(Brief 1) According to the text on the footballer Antonio Alonso, at which university did he study mechanical engineering in Germany?
(Brief 2) In the text on the footballer Antonio Alonso, list every player, other than Alonso, named as having come through Mittweida BC.

═════ Study text ═════

Personal information
- Full name: Antonio Alonso Giménez-Cuenca
- Date of birth: 14 June 1886
- Place of birth: Vigo, Province of Pontevedra, Spain
- Date of death: 1973 (aged 87-88)
- Position: Forward

Senior career*
- Years: Team / Apps / (Gls)
- 1901–1903: Mittweidaer BC
- 1904–1906: Madrid FC
- 1906–1910: Vigo FC
- 1910–1911: Madrid FC

= Antonio Alonso (footballer) =

Spanish footballer (1885–1973)

Antonio Alonso Giménez-Cuenca (14 June 1886 – 1973) was a Spanish footballer who played as a forward for Madrid FC. With them, he won back-to-back Copa del Rey titles in 1905 and 1906. He was president of Vigo FC in 1905 and his brother Rodrigo was president in 1908.
==Early life==
Antonio Alonso was born in Vigo on 14 June 1885, as the fourth son of Antonio Alonso Santodomingo and his wife Eloísa Giménez-Cuenca (1860–1935). Being the son of a well-off family of industrialists from Vigo, he was sent to Germany to complete his studies of mechanical engineering, doing so at the Hochschule Mittweida University in Saxony. There he developed an interest in football and began playing for the school's football team, Mittweidaer Ballspiel-Club, which had been founded in 1896 by students. In addition to Alonso, Mittweida BC was also the football cradle of the likes of Udo Steinberg from Berlin, Virgilio Da Costa from Porto, Juan Arzuaga, Adolfo Uribe, and Luis Astorquia from Bilbao.

═════ Given records ═════

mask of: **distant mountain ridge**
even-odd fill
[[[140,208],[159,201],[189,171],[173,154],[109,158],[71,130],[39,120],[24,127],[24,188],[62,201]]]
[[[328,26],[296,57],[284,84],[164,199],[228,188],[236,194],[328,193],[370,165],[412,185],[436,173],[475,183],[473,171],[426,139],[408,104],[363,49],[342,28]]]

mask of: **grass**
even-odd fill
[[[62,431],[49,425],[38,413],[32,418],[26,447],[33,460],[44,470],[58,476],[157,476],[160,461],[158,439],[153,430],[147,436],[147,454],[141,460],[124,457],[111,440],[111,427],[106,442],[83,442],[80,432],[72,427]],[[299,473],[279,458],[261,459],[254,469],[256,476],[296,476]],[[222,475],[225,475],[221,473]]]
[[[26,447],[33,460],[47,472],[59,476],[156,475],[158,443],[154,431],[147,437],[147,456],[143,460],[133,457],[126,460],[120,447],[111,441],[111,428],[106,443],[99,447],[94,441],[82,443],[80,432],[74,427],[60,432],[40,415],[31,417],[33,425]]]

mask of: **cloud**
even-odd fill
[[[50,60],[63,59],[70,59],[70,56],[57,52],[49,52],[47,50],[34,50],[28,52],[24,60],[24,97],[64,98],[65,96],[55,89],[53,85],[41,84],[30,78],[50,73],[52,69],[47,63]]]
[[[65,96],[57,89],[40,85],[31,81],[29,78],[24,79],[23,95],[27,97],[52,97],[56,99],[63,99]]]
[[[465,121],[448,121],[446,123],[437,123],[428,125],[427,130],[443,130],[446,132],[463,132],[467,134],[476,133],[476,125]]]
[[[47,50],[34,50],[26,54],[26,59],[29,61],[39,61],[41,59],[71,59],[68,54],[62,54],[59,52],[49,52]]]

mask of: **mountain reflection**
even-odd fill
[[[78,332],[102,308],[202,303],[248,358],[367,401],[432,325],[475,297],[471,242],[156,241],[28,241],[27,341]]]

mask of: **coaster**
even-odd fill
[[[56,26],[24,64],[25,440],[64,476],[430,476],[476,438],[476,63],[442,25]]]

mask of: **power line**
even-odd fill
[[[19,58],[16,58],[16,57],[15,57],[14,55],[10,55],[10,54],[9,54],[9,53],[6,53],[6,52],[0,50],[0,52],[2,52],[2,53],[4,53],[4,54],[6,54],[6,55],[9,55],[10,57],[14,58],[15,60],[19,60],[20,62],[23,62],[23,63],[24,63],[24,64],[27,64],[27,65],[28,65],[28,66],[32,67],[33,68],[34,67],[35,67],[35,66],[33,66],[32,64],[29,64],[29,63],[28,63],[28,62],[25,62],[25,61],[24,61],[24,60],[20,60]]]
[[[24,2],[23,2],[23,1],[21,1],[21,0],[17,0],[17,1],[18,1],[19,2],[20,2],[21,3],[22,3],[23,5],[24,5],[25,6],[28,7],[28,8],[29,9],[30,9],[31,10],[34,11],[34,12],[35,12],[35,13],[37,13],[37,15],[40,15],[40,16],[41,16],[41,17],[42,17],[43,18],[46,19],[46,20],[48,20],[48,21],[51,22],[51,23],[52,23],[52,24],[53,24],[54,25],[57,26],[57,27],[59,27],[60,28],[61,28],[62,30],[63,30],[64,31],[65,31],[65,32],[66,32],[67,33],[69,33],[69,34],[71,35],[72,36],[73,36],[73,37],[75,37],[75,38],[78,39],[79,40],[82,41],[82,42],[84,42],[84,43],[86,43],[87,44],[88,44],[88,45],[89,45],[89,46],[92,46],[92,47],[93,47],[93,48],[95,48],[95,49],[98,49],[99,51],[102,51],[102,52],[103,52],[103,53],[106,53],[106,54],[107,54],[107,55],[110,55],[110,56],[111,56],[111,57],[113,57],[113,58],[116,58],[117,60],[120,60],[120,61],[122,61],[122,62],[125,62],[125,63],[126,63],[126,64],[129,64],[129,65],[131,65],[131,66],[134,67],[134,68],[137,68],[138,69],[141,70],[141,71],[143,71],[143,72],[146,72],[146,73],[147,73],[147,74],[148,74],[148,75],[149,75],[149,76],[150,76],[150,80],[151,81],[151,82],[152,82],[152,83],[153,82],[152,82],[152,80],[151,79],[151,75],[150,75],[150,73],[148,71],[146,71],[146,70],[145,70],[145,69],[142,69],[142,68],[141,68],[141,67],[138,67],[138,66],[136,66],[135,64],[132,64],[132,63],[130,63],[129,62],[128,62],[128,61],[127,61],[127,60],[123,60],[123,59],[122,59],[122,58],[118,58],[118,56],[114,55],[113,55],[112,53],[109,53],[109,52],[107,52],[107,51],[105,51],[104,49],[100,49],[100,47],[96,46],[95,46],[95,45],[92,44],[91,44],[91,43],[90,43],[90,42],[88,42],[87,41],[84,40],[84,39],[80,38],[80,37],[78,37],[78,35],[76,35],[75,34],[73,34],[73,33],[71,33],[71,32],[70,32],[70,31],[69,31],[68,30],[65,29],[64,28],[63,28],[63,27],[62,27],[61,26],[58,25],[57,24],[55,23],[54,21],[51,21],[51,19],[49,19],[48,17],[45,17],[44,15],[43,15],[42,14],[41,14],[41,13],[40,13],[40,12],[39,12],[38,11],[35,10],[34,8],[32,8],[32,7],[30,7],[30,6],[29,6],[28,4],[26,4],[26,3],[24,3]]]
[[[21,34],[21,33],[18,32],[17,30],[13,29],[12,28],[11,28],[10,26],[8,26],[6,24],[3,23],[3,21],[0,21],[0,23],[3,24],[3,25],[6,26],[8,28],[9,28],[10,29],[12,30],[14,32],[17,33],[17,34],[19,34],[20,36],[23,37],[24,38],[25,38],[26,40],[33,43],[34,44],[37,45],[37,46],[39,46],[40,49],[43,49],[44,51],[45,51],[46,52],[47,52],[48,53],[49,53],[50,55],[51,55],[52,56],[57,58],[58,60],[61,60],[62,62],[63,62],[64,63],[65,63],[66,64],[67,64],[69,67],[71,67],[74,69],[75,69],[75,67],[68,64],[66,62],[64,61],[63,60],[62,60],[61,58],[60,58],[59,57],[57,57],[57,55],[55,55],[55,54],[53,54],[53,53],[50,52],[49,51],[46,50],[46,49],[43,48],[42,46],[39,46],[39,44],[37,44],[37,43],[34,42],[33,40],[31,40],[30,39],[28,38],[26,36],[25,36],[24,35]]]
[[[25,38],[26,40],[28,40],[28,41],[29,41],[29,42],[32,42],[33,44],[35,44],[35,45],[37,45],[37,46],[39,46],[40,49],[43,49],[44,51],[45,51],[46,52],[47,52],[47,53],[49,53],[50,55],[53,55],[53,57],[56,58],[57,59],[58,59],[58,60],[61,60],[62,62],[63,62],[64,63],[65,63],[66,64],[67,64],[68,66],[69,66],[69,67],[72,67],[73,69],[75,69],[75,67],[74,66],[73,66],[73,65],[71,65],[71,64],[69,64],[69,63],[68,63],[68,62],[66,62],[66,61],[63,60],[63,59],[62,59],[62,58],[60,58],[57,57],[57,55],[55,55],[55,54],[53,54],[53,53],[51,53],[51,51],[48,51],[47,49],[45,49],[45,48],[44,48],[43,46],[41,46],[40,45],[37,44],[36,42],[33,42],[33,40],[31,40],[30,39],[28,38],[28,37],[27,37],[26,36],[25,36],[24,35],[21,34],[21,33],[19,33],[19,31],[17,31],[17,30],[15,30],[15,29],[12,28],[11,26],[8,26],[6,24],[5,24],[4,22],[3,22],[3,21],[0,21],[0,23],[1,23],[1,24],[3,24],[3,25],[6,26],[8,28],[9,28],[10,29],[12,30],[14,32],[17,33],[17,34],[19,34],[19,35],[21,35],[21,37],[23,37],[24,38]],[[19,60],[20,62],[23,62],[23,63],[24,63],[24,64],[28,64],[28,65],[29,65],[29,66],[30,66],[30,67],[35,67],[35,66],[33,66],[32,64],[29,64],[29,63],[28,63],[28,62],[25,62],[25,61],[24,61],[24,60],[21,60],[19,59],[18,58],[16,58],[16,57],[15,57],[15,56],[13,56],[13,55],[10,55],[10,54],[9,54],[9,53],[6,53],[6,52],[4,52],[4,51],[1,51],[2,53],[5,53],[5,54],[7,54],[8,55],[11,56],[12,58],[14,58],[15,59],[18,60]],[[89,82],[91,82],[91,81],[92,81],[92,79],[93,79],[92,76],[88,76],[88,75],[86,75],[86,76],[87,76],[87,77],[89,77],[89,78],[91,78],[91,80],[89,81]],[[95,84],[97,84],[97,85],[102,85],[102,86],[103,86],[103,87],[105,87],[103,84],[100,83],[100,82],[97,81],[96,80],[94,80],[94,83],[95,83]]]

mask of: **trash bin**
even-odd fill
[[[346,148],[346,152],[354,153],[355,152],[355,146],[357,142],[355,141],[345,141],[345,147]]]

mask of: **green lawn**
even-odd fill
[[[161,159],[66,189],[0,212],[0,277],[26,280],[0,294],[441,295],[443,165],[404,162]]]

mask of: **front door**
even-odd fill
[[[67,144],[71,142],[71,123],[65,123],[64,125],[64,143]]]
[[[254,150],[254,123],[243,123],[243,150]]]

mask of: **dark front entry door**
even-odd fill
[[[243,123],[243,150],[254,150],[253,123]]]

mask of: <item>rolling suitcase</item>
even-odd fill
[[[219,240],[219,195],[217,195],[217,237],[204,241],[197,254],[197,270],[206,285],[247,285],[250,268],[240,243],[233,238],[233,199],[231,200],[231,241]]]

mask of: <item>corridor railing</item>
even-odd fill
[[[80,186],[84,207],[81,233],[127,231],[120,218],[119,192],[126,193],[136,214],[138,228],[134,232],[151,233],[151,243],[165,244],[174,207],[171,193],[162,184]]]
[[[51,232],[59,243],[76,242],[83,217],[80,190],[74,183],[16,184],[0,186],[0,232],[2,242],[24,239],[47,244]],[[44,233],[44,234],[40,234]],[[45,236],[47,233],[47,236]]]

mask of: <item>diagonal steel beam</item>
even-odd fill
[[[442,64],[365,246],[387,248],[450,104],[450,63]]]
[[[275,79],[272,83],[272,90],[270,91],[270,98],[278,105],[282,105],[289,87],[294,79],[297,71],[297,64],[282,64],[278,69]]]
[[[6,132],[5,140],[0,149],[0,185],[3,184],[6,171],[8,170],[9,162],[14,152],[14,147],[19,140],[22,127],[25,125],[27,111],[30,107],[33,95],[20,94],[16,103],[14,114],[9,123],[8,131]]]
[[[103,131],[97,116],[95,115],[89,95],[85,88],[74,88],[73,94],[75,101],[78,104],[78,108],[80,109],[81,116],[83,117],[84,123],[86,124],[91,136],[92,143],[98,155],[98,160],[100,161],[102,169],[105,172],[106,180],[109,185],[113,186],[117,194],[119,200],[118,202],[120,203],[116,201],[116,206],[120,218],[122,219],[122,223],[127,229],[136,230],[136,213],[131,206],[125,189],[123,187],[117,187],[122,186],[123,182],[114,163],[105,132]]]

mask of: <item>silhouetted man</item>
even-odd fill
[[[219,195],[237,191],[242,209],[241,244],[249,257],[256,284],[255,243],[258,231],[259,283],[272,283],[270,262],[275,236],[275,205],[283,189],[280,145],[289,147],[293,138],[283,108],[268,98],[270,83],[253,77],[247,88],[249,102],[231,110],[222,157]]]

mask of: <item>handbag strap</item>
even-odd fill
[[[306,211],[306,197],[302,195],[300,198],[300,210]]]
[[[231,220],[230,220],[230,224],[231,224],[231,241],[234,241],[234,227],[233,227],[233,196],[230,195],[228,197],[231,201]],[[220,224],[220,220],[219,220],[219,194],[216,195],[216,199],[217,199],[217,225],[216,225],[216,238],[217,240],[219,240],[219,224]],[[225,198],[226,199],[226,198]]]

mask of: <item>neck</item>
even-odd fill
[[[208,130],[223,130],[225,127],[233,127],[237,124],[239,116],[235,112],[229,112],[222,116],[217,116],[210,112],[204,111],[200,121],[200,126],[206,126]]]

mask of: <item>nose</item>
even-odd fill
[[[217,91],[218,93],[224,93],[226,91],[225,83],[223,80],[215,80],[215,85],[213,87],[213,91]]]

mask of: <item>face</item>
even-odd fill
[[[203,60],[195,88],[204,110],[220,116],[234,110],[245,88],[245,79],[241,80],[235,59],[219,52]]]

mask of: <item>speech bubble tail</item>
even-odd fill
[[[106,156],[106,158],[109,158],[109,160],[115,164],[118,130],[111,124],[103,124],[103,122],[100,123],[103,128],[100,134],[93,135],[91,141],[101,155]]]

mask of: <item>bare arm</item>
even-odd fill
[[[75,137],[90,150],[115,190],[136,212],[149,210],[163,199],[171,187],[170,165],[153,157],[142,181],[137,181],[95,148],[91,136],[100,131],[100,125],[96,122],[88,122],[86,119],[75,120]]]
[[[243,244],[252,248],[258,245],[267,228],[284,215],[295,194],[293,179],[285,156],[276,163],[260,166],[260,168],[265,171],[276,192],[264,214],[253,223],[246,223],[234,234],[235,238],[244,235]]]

═════

(Your response 1) He studied at the Hochschule Mittweida University in Saxony.

(Your response 2) Udo Steinberg, Virgilio Da Costa, Juan Arzuaga, Adolfo Uribe, Luis Astorquia